⟨

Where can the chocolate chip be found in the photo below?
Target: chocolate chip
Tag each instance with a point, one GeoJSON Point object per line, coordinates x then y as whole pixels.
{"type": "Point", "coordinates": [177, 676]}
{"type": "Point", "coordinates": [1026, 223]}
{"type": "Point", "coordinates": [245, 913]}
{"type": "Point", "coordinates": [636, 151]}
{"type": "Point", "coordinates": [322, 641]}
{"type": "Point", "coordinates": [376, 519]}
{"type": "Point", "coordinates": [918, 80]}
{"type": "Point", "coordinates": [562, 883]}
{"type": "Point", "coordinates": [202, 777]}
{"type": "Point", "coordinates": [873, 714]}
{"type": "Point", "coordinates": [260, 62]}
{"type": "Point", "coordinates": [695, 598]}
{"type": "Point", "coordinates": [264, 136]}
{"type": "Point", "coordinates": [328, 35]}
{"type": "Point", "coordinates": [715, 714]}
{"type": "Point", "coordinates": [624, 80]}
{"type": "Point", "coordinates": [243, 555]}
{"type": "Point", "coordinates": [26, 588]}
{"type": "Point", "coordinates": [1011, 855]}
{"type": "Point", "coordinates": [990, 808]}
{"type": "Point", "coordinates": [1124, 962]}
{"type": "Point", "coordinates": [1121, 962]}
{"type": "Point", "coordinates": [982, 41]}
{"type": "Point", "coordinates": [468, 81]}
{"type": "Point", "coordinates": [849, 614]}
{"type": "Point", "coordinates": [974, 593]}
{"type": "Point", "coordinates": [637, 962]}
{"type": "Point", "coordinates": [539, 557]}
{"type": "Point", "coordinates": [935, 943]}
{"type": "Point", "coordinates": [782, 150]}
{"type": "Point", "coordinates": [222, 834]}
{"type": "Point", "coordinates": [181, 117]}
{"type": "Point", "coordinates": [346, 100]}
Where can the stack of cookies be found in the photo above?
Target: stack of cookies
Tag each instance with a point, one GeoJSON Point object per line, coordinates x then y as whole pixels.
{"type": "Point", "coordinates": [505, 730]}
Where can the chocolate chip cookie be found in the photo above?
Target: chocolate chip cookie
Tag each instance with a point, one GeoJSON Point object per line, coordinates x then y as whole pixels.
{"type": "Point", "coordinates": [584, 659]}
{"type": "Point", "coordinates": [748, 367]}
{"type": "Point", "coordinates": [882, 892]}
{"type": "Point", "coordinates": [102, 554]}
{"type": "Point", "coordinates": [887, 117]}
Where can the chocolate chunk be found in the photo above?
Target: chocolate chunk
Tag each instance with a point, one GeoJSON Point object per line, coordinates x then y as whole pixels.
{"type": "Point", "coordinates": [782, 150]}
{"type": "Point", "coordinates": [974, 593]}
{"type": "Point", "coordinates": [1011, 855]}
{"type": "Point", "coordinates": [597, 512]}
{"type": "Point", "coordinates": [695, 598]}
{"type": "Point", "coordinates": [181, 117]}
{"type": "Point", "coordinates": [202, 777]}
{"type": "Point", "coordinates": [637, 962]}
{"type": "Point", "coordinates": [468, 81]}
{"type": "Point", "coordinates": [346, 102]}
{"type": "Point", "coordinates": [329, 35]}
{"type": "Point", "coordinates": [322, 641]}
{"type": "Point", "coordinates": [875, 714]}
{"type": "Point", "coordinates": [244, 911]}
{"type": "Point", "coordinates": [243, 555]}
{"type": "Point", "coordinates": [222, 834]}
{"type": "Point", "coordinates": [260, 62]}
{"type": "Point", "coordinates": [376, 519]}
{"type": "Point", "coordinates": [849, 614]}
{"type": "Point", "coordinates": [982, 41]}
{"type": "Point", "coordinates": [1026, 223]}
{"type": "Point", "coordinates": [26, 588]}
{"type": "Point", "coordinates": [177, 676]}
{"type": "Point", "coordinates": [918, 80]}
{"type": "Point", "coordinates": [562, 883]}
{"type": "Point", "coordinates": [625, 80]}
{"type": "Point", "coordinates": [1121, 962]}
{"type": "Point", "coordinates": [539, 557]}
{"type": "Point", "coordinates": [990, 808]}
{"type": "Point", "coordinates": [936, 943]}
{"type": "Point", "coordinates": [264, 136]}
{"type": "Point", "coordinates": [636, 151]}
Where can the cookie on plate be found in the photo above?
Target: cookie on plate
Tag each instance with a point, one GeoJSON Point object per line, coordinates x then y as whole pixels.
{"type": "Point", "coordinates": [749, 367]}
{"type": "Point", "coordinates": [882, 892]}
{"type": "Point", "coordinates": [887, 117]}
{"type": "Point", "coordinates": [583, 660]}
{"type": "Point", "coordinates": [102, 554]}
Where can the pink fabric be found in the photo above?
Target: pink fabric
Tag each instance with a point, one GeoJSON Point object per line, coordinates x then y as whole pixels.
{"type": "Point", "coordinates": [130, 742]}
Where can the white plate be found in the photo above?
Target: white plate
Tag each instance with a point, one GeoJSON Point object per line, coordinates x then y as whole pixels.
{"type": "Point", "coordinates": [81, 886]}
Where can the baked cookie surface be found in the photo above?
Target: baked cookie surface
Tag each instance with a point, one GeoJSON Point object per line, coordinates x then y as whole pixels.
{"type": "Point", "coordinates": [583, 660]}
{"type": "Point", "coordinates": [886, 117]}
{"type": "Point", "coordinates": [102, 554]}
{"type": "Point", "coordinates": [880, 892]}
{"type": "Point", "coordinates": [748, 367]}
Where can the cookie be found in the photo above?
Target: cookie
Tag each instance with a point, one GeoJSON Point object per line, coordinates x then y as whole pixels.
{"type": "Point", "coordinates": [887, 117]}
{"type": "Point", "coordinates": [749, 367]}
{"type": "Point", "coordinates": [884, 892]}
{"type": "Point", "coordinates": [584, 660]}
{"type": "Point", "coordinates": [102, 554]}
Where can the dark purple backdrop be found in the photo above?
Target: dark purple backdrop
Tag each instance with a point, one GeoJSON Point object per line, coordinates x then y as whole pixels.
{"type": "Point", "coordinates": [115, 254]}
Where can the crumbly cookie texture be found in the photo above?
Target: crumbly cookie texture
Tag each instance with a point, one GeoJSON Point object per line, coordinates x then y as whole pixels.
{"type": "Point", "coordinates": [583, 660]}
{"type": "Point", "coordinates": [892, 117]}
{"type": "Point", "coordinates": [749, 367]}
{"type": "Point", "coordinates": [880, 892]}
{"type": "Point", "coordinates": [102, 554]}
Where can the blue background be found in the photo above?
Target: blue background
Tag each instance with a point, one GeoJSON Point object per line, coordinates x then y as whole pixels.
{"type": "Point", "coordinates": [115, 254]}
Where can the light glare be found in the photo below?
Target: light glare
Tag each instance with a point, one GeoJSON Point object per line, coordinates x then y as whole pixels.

⟩

Copy out the part of the records that opens with the line containing "Where can the crumbly" and closes with the last line of the records, keeping every request line. Multiply each coordinate in the answers by 1.3 and round to whole numbers, with halves going up.

Where can the crumbly cookie texture be found in the photo above?
Target: crumbly cookie texture
Tag each instance with a point, one GeoJSON Point object per line, coordinates x then y as whole pixels.
{"type": "Point", "coordinates": [758, 858]}
{"type": "Point", "coordinates": [1160, 152]}
{"type": "Point", "coordinates": [974, 477]}
{"type": "Point", "coordinates": [1144, 1160]}
{"type": "Point", "coordinates": [133, 720]}
Where can the blue background be found in the photo above?
Target: blue background
Tag each instance with a point, one GeoJSON Point object per line, coordinates x then y as whole pixels.
{"type": "Point", "coordinates": [150, 330]}
Where can the light glare be found in the photo below?
Target: light glare
Tag each instance with a point, one GeoJSON Point object per line, coordinates x then y as whole pixels.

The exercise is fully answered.